=== RECORD EXCERPTS ===

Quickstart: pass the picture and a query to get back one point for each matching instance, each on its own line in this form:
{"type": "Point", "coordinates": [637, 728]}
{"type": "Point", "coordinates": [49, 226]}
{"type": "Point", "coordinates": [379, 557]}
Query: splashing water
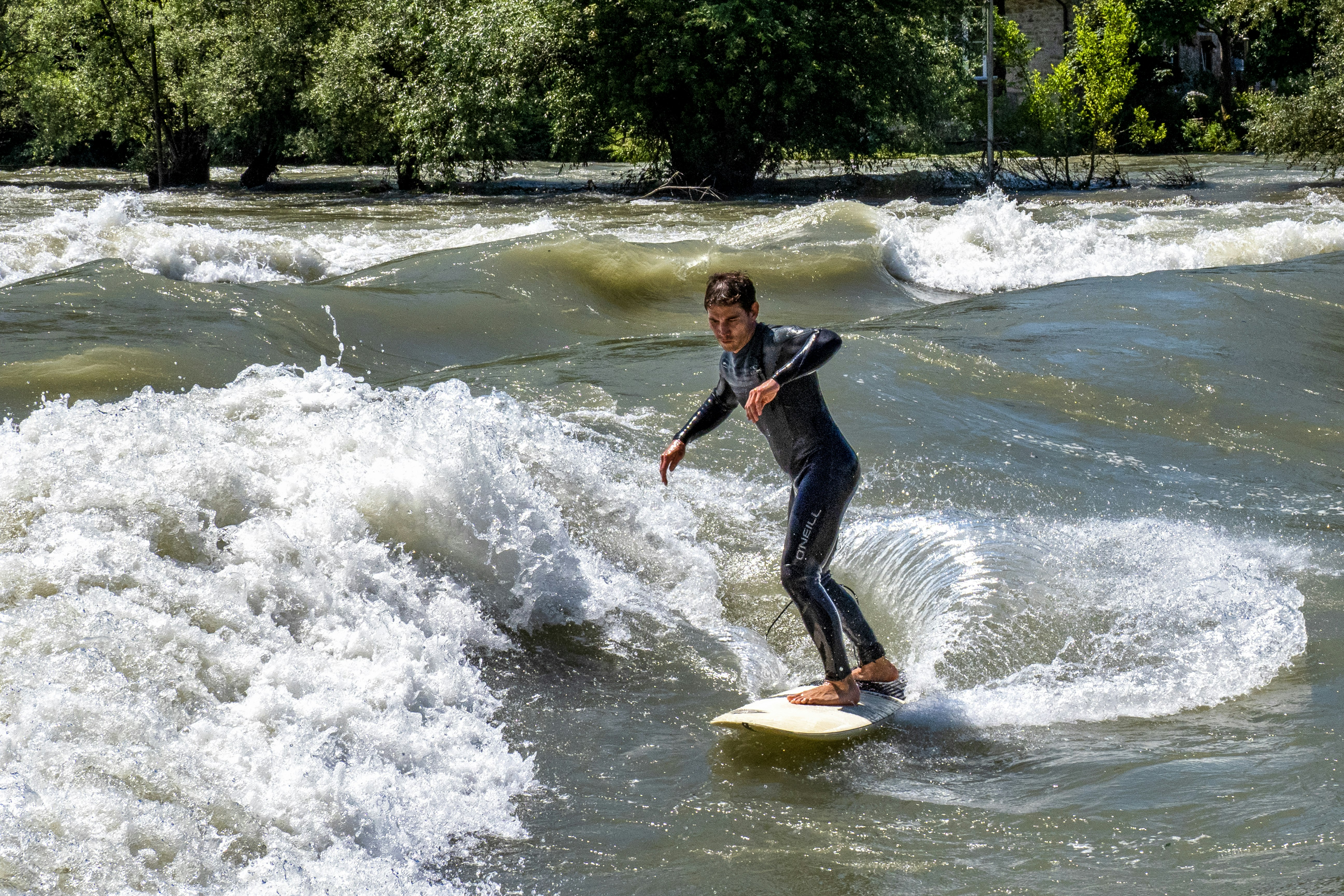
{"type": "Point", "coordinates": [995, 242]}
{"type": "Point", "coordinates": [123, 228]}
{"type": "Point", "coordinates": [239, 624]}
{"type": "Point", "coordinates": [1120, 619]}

===

## WHAT IS BEING ASKED
An exact copy of all the records is required, with the pictures omitted.

## ANSWER FOR THE TASK
Quickstart: pass the picture and a query to get back one point for each matching instance, each on its own line in this form:
{"type": "Point", "coordinates": [637, 728]}
{"type": "Point", "coordinates": [49, 226]}
{"type": "Point", "coordinates": [379, 557]}
Query: splashing water
{"type": "Point", "coordinates": [995, 242]}
{"type": "Point", "coordinates": [123, 228]}
{"type": "Point", "coordinates": [239, 624]}
{"type": "Point", "coordinates": [1120, 619]}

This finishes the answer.